** Written task **
Copy all the data exactly, except the pictures.

*** Recorded data

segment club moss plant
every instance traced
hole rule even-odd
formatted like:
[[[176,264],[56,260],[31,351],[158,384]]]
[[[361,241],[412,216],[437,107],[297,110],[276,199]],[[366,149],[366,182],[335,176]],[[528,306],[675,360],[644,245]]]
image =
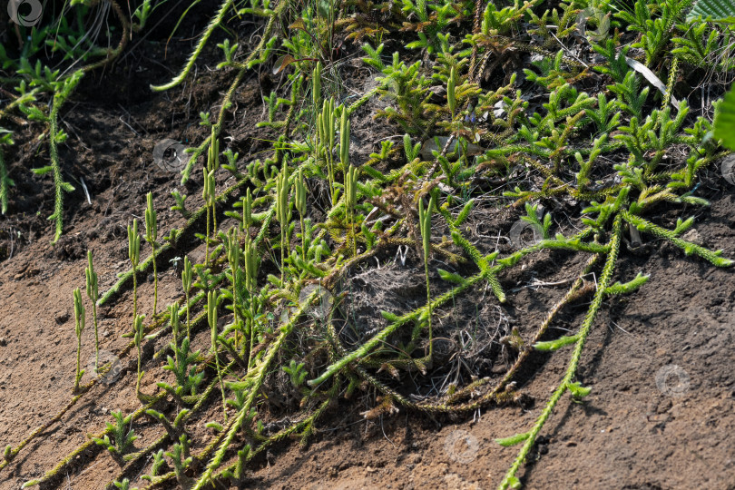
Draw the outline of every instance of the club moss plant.
[[[554,391],[540,401],[542,408],[534,425],[516,431],[511,427],[517,421],[509,419],[508,433],[518,434],[498,441],[522,446],[505,477],[492,476],[502,488],[521,485],[524,464],[537,437],[548,430],[550,416],[564,403],[564,396],[568,392],[571,401],[582,402],[590,393],[589,387],[579,384],[576,373],[595,318],[606,308],[605,299],[645,294],[647,277],[638,275],[627,282],[615,278],[623,274],[619,265],[627,253],[626,233],[633,229],[643,237],[665,240],[684,252],[681,260],[703,259],[723,268],[733,264],[721,250],[684,240],[683,233],[693,226],[692,218],[682,217],[675,224],[655,218],[664,207],[671,213],[682,213],[708,204],[696,194],[696,185],[702,172],[726,152],[714,139],[720,133],[710,134],[712,127],[706,117],[710,113],[694,113],[675,82],[682,78],[693,83],[692,64],[698,60],[710,64],[718,73],[731,74],[728,62],[716,61],[714,54],[717,46],[728,45],[730,34],[717,30],[714,37],[705,38],[706,29],[697,30],[701,29],[700,24],[687,24],[705,22],[686,20],[687,2],[648,0],[652,1],[654,8],[650,7],[654,4],[637,0],[633,10],[625,13],[597,5],[603,11],[602,17],[609,16],[616,29],[604,38],[578,37],[574,20],[581,6],[565,2],[546,6],[533,0],[501,10],[480,2],[407,1],[401,8],[379,3],[369,8],[382,9],[385,19],[380,29],[369,27],[365,19],[374,14],[359,4],[327,12],[309,3],[275,5],[259,0],[240,8],[222,2],[180,74],[157,87],[182,83],[218,26],[227,27],[224,35],[230,37],[237,27],[229,24],[226,13],[233,6],[241,15],[263,17],[263,35],[254,49],[248,48],[244,59],[231,40],[219,44],[222,61],[218,69],[229,70],[222,76],[231,82],[219,101],[220,109],[216,122],[211,122],[211,131],[191,159],[195,162],[208,152],[204,204],[190,211],[186,224],[172,231],[167,243],[160,248],[152,243],[152,254],[142,261],[133,220],[128,233],[132,270],[102,298],[93,299],[124,301],[119,292],[132,283],[135,338],[132,347],[119,354],[123,358],[137,348],[136,393],[140,395],[145,362],[166,358],[163,370],[172,375],[168,383],[156,384],[154,395],[141,397],[140,409],[124,417],[120,414],[120,420],[132,427],[147,411],[157,410],[149,400],[166,400],[181,409],[178,416],[148,413],[155,426],[162,426],[163,435],[146,438],[152,442],[137,453],[127,452],[131,445],[124,437],[119,443],[111,439],[110,445],[130,456],[131,462],[114,481],[136,477],[150,459],[157,465],[148,470],[152,487],[241,485],[257,455],[289,437],[308,443],[328,407],[358,403],[355,397],[338,401],[340,394],[366,388],[378,393],[380,401],[366,407],[369,419],[399,409],[467,416],[478,408],[514,403],[519,396],[514,387],[527,380],[522,368],[530,352],[567,356],[567,368],[554,380]],[[287,20],[293,18],[305,20],[297,24]],[[307,25],[315,32],[305,33]],[[371,71],[373,88],[354,97],[343,90],[338,79],[348,75],[349,68],[332,49],[335,35],[364,42],[365,69]],[[383,54],[387,45],[395,44],[384,44],[386,36],[403,43],[406,50],[421,50],[422,55],[408,64],[400,50],[392,56]],[[542,39],[544,42],[539,42]],[[640,48],[638,54],[626,46],[630,43]],[[541,58],[525,66],[524,83],[514,74],[505,77],[506,67],[518,53]],[[592,53],[597,56],[594,63]],[[271,54],[278,57],[275,70],[281,74],[284,85],[268,96],[264,127],[277,135],[270,140],[270,151],[259,155],[263,160],[239,162],[239,155],[225,152],[227,168],[237,181],[218,195],[214,172],[219,139],[229,128],[233,97],[249,70],[270,63]],[[651,74],[641,66],[659,82],[652,83]],[[590,87],[606,88],[585,92],[592,91]],[[377,99],[382,99],[379,105],[368,104]],[[532,99],[540,102],[532,105]],[[350,155],[350,117],[360,108],[369,108],[381,124],[405,134],[403,152],[386,139],[364,162],[357,160],[357,152]],[[357,125],[358,121],[353,122]],[[356,134],[364,133],[356,129]],[[435,146],[423,151],[430,142]],[[191,168],[184,169],[182,181],[191,172]],[[306,176],[310,192],[306,192]],[[291,189],[298,223],[291,213]],[[181,208],[183,198],[176,201]],[[576,214],[570,213],[568,222],[558,223],[555,230],[550,214],[541,216],[538,206],[549,208],[559,202]],[[215,206],[220,215],[232,219],[220,221],[219,231]],[[468,228],[471,220],[498,212],[500,206],[524,209],[523,220],[543,231],[540,240],[510,252],[494,250],[495,242],[479,240]],[[148,208],[152,209],[152,200]],[[321,208],[305,219],[307,210]],[[146,213],[147,240],[150,215]],[[152,218],[154,222],[154,213]],[[301,253],[289,250],[296,226],[300,230]],[[206,234],[200,235],[205,257],[194,264],[185,252],[193,251],[201,241],[174,239],[196,237],[205,227]],[[498,225],[498,233],[502,230]],[[439,234],[446,238],[439,240]],[[279,260],[270,253],[276,243]],[[184,252],[183,298],[145,324],[138,315],[136,273],[152,268],[157,275],[156,257],[174,244]],[[384,311],[386,322],[380,328],[356,338],[346,335],[354,318],[339,307],[315,318],[315,305],[323,300],[325,290],[341,299],[339,293],[358,268],[389,267],[380,260],[394,256],[398,247],[414,248],[424,258],[425,305],[400,314]],[[451,389],[415,401],[411,396],[416,393],[407,387],[407,377],[411,376],[416,386],[428,386],[423,373],[412,372],[416,366],[426,371],[426,377],[446,376],[443,367],[432,363],[437,328],[432,316],[437,309],[451,309],[457,299],[476,298],[485,291],[484,301],[504,309],[514,294],[504,288],[511,270],[526,265],[521,262],[532,256],[561,250],[586,260],[577,262],[583,263],[573,271],[577,279],[540,325],[509,333],[514,345],[527,347],[514,354],[510,369],[474,381],[460,377]],[[432,257],[434,262],[441,260],[456,272],[439,270],[439,281],[432,283]],[[596,287],[582,279],[591,272],[598,278]],[[623,282],[613,282],[616,279]],[[436,292],[439,286],[441,294]],[[549,339],[559,312],[585,296],[592,300],[579,327]],[[179,325],[180,308],[187,309],[185,338]],[[217,326],[220,308],[231,309],[234,318],[223,328]],[[155,309],[154,304],[154,313]],[[338,330],[338,321],[347,328]],[[207,327],[211,349],[191,352],[192,343],[201,345],[198,336]],[[141,344],[146,333],[172,337],[152,359],[143,358]],[[409,336],[407,346],[403,339]],[[416,346],[426,341],[428,354],[416,355]],[[566,353],[566,348],[571,352]],[[492,358],[498,352],[491,349],[486,355]],[[218,392],[221,411],[215,402]],[[279,407],[287,415],[277,420],[273,426],[277,429],[268,432],[263,421],[283,413],[270,410],[277,403],[276,392],[293,395],[297,402]],[[212,411],[215,406],[218,408]],[[202,422],[205,413],[216,417],[211,426],[215,429],[211,439],[206,445],[194,444],[202,441],[191,441],[191,434],[182,439],[184,425]],[[116,437],[121,430],[111,425],[104,436]],[[6,449],[0,470],[25,445],[27,439]],[[75,456],[90,447],[81,446],[26,485],[58,485]],[[167,473],[162,471],[164,456],[172,466]],[[543,458],[536,464],[544,464]]]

******

** Response **
segment club moss plant
every instance traced
hole rule even-odd
formatted like:
[[[176,264],[56,260],[31,351],[158,384]]]
[[[361,241],[412,216],[437,107],[297,110],[276,199]],[[366,149],[366,182],[335,176]],[[528,306],[675,360],[644,245]]]
image =
Draw the outline of every instance of the club moss plant.
[[[554,391],[540,401],[542,408],[534,425],[516,431],[511,427],[517,421],[509,419],[508,433],[518,434],[498,441],[522,446],[505,477],[492,476],[502,488],[521,485],[524,464],[537,437],[548,430],[550,416],[564,403],[564,396],[568,392],[571,401],[582,402],[590,393],[589,387],[579,384],[576,373],[595,318],[606,308],[605,299],[645,294],[647,277],[638,275],[627,282],[615,278],[623,274],[619,265],[627,253],[626,233],[633,229],[643,237],[665,240],[684,252],[681,260],[703,259],[723,268],[733,264],[721,250],[684,240],[683,233],[693,226],[692,218],[682,217],[675,224],[655,218],[664,207],[671,213],[682,213],[708,204],[696,194],[696,185],[702,172],[726,152],[714,139],[720,133],[710,134],[712,127],[706,117],[710,113],[694,113],[675,82],[682,78],[693,83],[692,64],[698,60],[710,64],[718,73],[731,74],[728,62],[716,61],[714,54],[717,46],[728,45],[730,34],[717,30],[714,37],[705,38],[706,29],[697,30],[701,29],[700,24],[687,24],[705,22],[686,20],[687,2],[648,0],[652,1],[654,8],[650,7],[654,4],[637,0],[633,10],[625,13],[597,5],[603,11],[602,17],[609,16],[616,29],[604,38],[578,37],[574,20],[581,6],[565,2],[546,6],[533,0],[501,10],[480,2],[407,1],[401,8],[379,3],[369,8],[382,9],[385,19],[380,29],[369,27],[365,19],[374,14],[359,4],[327,12],[309,3],[275,5],[259,0],[240,8],[222,2],[180,74],[157,87],[182,83],[218,26],[227,27],[224,35],[230,37],[237,27],[229,24],[226,13],[233,6],[241,15],[263,17],[263,35],[254,49],[248,48],[244,59],[231,40],[219,44],[222,61],[218,69],[229,70],[222,76],[231,82],[219,101],[220,109],[216,122],[211,122],[211,131],[191,159],[195,162],[208,152],[204,204],[190,211],[186,224],[172,231],[167,243],[160,248],[152,243],[152,254],[142,261],[133,220],[128,233],[132,270],[102,298],[93,299],[124,301],[119,292],[132,283],[135,338],[132,347],[119,354],[123,358],[137,348],[136,393],[140,395],[145,362],[166,358],[163,370],[172,375],[168,383],[156,384],[154,395],[141,397],[140,409],[124,417],[120,414],[120,420],[132,427],[147,411],[157,410],[149,400],[166,400],[181,409],[178,416],[148,413],[155,426],[162,426],[163,435],[146,438],[152,442],[137,453],[127,452],[131,445],[124,437],[119,443],[111,439],[110,445],[130,456],[131,462],[114,481],[136,477],[150,459],[157,465],[148,470],[152,487],[241,485],[257,455],[289,437],[308,443],[328,407],[358,403],[355,397],[338,401],[340,394],[366,388],[378,393],[380,401],[366,407],[369,419],[399,409],[467,416],[478,408],[514,403],[519,396],[514,387],[527,380],[522,368],[530,352],[567,356],[567,368],[554,380]],[[287,20],[293,18],[305,20],[297,24]],[[307,25],[315,32],[305,33]],[[371,71],[373,88],[354,97],[343,90],[338,79],[348,75],[349,68],[332,49],[335,35],[364,42],[365,69]],[[383,54],[387,45],[395,44],[384,44],[386,36],[403,43],[406,50],[421,50],[422,55],[408,64],[400,50],[392,56]],[[542,39],[544,42],[539,42]],[[640,48],[638,54],[626,46],[630,43]],[[541,58],[525,66],[524,83],[514,74],[505,77],[506,67],[518,53]],[[592,53],[597,56],[594,63]],[[271,54],[278,57],[275,70],[281,74],[284,85],[268,96],[264,127],[277,135],[270,140],[270,151],[259,155],[263,160],[239,162],[239,155],[225,152],[227,168],[237,181],[218,195],[214,172],[219,139],[229,128],[233,97],[249,70],[270,63]],[[651,74],[641,66],[659,82],[652,83]],[[590,87],[606,88],[585,92],[592,91]],[[377,99],[382,99],[379,105],[368,104]],[[532,99],[540,102],[532,105]],[[350,155],[350,117],[360,108],[369,108],[381,124],[405,134],[403,152],[386,139],[364,162],[357,160],[357,152]],[[357,125],[358,121],[353,122]],[[356,134],[364,133],[356,129]],[[435,146],[423,151],[430,142]],[[191,168],[184,169],[182,181],[191,172]],[[306,176],[310,192],[306,192]],[[291,189],[298,223],[291,213]],[[181,208],[183,198],[176,201]],[[576,214],[570,213],[568,222],[558,223],[555,230],[550,214],[541,216],[538,206],[549,208],[559,202]],[[215,206],[220,215],[232,219],[220,221],[219,231]],[[468,228],[471,220],[498,212],[500,206],[524,209],[523,220],[543,231],[540,240],[510,252],[494,250],[495,242],[479,240]],[[148,208],[152,209],[152,200]],[[321,208],[305,219],[307,210]],[[146,213],[147,240],[150,215]],[[152,218],[154,222],[154,213]],[[301,253],[289,250],[296,226],[300,230]],[[206,234],[200,235],[205,257],[194,264],[185,252],[193,251],[201,241],[174,239],[196,237],[205,227]],[[498,225],[498,233],[502,230]],[[439,234],[446,238],[439,240]],[[279,260],[270,253],[276,243]],[[184,252],[183,298],[145,324],[138,315],[136,273],[152,268],[157,275],[156,257],[174,244]],[[384,311],[386,322],[380,328],[356,338],[346,335],[354,318],[339,307],[315,318],[315,305],[323,300],[325,290],[341,299],[339,293],[358,268],[389,267],[380,260],[394,256],[398,247],[414,248],[424,258],[425,305],[400,314]],[[451,389],[415,401],[411,396],[416,393],[407,387],[407,377],[411,376],[416,386],[428,386],[423,373],[412,372],[416,366],[426,371],[426,377],[446,376],[443,367],[432,363],[437,328],[432,316],[437,309],[451,309],[457,299],[476,298],[485,291],[484,301],[504,309],[514,294],[504,288],[511,270],[526,265],[521,262],[532,256],[561,250],[586,260],[577,262],[583,263],[573,271],[577,279],[540,325],[509,333],[514,345],[527,347],[514,354],[510,369],[474,381],[460,377]],[[432,257],[434,262],[441,260],[456,272],[439,270],[439,281],[432,283]],[[596,287],[582,279],[591,272],[598,278]],[[623,282],[613,282],[616,279]],[[436,292],[439,286],[441,294]],[[549,339],[559,312],[585,296],[592,300],[579,327]],[[179,325],[180,308],[187,309],[185,338]],[[217,326],[220,308],[231,309],[234,318],[223,328]],[[155,309],[154,304],[154,313]],[[338,330],[338,321],[347,328]],[[207,327],[211,349],[191,352],[192,343],[201,345],[198,336]],[[141,344],[146,333],[172,337],[152,359],[143,358]],[[409,336],[407,346],[403,339]],[[416,346],[426,341],[428,354],[416,355]],[[566,353],[566,348],[571,352]],[[492,358],[498,352],[491,349],[486,355]],[[218,392],[221,411],[215,402]],[[279,407],[287,415],[277,420],[273,426],[277,429],[268,432],[263,421],[283,413],[270,410],[277,403],[276,392],[293,395],[297,402]],[[212,411],[215,406],[218,408]],[[202,422],[205,413],[216,417],[211,426],[215,429],[211,439],[206,445],[194,444],[202,441],[191,441],[191,434],[182,439],[184,425]],[[116,437],[121,430],[111,425],[104,436]],[[6,449],[0,470],[25,445],[27,439]],[[75,456],[90,447],[81,446],[26,485],[58,485]],[[167,473],[162,471],[164,456],[172,466]],[[543,458],[536,464],[544,464]]]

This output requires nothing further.